■ What the task asks
Look through the data below and, wherever a line carries the word "dormer", please copy that line.

--- Supplied data ---

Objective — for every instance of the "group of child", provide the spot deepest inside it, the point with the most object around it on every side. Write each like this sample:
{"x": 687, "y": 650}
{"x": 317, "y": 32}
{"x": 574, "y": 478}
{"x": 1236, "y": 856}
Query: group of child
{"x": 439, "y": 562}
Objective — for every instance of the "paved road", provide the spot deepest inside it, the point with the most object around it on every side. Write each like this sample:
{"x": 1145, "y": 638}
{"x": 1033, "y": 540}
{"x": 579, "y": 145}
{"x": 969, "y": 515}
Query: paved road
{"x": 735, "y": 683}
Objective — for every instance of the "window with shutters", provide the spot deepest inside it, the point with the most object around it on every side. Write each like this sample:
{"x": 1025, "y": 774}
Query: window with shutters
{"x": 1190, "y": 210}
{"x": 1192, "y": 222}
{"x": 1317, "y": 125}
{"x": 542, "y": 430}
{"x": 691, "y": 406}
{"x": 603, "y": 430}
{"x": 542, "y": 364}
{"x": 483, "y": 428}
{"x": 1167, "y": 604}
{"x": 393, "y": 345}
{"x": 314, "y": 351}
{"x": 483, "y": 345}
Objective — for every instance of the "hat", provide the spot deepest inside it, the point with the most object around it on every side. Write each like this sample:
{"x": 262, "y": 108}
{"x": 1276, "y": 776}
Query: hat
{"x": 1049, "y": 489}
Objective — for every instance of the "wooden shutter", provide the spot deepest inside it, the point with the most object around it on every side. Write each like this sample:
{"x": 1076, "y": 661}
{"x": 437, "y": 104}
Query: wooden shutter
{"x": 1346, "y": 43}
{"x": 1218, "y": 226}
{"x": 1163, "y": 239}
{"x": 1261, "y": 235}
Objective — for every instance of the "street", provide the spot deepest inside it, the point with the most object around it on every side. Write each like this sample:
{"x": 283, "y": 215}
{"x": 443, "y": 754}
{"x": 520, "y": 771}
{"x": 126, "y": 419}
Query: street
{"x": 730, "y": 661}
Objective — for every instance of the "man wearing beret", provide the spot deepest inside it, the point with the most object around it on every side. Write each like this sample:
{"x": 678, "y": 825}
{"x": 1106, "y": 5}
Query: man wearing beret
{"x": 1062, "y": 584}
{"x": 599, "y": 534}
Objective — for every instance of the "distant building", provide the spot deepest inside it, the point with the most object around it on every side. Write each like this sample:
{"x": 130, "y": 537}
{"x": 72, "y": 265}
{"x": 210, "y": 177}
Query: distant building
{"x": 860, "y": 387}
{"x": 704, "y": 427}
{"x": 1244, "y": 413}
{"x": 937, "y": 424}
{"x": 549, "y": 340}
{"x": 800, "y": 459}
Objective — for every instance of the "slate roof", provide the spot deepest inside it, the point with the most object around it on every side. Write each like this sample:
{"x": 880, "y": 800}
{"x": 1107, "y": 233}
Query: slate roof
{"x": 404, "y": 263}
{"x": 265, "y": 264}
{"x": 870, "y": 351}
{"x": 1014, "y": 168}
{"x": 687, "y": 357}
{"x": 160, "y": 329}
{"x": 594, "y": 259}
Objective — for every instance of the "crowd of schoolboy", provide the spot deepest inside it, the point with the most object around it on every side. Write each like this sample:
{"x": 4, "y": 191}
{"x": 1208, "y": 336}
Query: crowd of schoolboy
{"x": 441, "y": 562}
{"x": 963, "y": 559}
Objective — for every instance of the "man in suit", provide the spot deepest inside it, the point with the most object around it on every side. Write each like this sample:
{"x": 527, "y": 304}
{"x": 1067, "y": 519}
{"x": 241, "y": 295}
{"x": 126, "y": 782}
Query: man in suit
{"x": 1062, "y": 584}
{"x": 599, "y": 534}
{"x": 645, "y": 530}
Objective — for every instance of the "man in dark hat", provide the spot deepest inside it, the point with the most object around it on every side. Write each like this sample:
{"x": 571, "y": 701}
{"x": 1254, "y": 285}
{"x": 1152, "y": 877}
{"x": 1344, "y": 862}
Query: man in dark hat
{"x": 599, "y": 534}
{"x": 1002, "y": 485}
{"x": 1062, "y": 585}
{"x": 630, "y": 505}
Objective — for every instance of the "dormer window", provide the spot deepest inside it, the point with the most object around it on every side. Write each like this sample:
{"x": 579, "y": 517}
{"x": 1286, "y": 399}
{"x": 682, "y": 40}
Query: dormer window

---

■ The answer
Objective — for every instance of the "dormer window", provide the spot deepest inside it, the point with the most object around it on every side. Write each like this sample:
Query: dormer window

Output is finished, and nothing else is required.